> SHORT TASK:
Format every line of the material below as a numbered list, omitting any blank lines.

> PROVIDED RECORDS:

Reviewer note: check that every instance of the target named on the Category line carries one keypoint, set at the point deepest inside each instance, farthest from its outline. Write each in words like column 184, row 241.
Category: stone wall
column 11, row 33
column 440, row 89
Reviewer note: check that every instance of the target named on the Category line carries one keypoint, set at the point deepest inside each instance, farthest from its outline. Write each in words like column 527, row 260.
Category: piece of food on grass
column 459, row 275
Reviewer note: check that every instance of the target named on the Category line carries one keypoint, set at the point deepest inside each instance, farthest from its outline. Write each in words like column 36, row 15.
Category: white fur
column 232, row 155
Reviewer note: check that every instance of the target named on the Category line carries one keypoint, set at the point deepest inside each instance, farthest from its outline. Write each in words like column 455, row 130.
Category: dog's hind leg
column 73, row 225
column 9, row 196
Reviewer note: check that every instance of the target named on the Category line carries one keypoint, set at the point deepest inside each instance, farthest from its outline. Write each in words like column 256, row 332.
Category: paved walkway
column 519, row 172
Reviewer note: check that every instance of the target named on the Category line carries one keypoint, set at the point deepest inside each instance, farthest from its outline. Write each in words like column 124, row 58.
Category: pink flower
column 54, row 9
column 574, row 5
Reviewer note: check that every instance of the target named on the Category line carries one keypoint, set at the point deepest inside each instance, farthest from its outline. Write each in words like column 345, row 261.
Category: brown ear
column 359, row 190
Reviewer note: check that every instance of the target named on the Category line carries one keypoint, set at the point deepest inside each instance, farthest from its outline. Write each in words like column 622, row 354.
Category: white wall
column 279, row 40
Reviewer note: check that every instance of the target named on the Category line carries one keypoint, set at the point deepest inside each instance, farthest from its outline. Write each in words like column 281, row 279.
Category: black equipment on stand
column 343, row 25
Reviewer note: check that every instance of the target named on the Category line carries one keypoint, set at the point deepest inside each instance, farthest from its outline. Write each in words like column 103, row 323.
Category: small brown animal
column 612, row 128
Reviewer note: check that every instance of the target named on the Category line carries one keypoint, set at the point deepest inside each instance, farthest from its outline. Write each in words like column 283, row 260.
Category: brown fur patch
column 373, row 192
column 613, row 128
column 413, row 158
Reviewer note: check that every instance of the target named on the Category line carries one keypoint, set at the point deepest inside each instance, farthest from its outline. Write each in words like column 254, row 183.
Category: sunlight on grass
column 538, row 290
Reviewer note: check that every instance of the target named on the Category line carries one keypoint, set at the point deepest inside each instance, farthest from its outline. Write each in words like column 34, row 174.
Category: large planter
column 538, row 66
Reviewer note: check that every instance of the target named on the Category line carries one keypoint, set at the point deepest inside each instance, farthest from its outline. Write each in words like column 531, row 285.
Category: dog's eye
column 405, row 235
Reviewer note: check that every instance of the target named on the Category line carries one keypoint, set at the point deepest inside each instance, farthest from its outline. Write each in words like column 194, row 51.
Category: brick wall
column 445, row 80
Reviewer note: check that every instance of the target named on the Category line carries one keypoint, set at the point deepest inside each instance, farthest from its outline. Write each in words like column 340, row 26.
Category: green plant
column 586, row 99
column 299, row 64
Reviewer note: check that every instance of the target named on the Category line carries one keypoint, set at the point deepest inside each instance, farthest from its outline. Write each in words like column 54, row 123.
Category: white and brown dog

> COMPLETE OUTPUT:
1. Reviewer note: check that every instance of the target named on the Category line carries one keypoint, set at the point deepest inside each instance, farthest from its outline. Write each in words like column 184, row 241.
2. Category: stone wall
3. column 11, row 33
4. column 440, row 89
5. Reviewer note: check that every instance of the target named on the Category line carries one keypoint, set at the point deepest inside each instance, farthest from its outline. Write each in words like column 527, row 260.
6. Category: piece of food on grass
7. column 459, row 275
8. Reviewer note: check that every instance of the target named on the Category line carries one keypoint, set at the point deepest inside each instance, farthest from its outline. Write each in words like column 36, row 15.
9. Category: white fur
10. column 232, row 155
11. Reviewer note: check that every instance of the target named on the Category line carries one keypoint, set at the point deepest inside each instance, farthest from its outline. Write each in words like column 455, row 130.
12. Category: dog's hind leg
13. column 73, row 225
14. column 9, row 196
15. Reviewer note: check that every instance of the target named on the Category line carries one keypoint, set at the point deepest inside each instance, farthest from its outline. Write each in words like column 256, row 332.
16. Category: paved walkway
17. column 519, row 172
18. Reviewer note: check that every instance of the target named on the Category line carries one keypoint, set at the point deepest inside each instance, farthest from its outline. Write each in words like column 124, row 58.
19. Category: pink flower
20. column 54, row 9
21. column 574, row 5
22. Reviewer note: check that every instance of the target named on the Category line carries one keypoint, set at the point deepest inside each instance, farthest from its outline. Write each in words like column 345, row 261.
23. Category: brown ear
24. column 359, row 190
25. Reviewer note: check that every instance of the target named on the Category line carries one keypoint, set at the point deepest inside each instance, farthest from its outline. Write each in words like column 622, row 354.
26. Category: white wall
27. column 279, row 40
28. Reviewer note: check that every instance of the target named on the Category line carries one keypoint, set at the point deepest inside each instance, farthest from its outline. Write each in words like column 281, row 279.
29. Category: black equipment on stand
30. column 343, row 25
31. Reviewer note: check that every instance of the target named on the Category line carries one keypoint, set at the point deepest inside each instance, farthest from its outline. Write each in words like column 103, row 323.
32. Category: small brown animal
33. column 612, row 128
34. Reviewer note: check that every instance of the target named on the Category line carries one keypoint, set at the point deepest inside each instance, farthest from its outline. Write each in words like column 283, row 260.
35. Category: brown fur patch
36. column 373, row 192
37. column 613, row 128
38. column 413, row 158
39. Reviewer note: check that every instance of the target named on the Category line carries one keypoint, set at the point deepest inside each instance, farthest from its outline. Write each in words like column 254, row 183.
40. Category: sunlight on grass
41. column 538, row 290
42. Reviewer note: check that every instance of the target named on the Category line carries one keypoint, set at the point deepest inside each instance, farthest from its outline. Write each in words like column 34, row 174.
43. Category: large planter
44. column 538, row 66
45. Reviewer note: check that every instance of the target named on the Category line carries one keypoint, set at the point deepest inside each instance, farthest from its outline. Write each in words like column 531, row 285.
46. Category: dog's eye
47. column 405, row 235
48. Reviewer note: check that every instance of the target named on the Category line carries one keypoint, set at the point deepest inside each instance, farthest from its outline. Write each in words like column 194, row 51.
49. Category: brick wall
50. column 445, row 80
51. Reviewer note: check that every instance of the target named on the Category line carries one keypoint, set at the point deepest inside each instance, farthest from its outline. Write each in words like column 340, row 26.
52. Category: green plant
53. column 586, row 99
54. column 299, row 64
55. Reviewer note: check that every instance of the target named on the Category line carries one keypoint, set at the point deepest inside each instance, farthest from its outline. Write each in words like column 54, row 123.
56. Category: white and brown dog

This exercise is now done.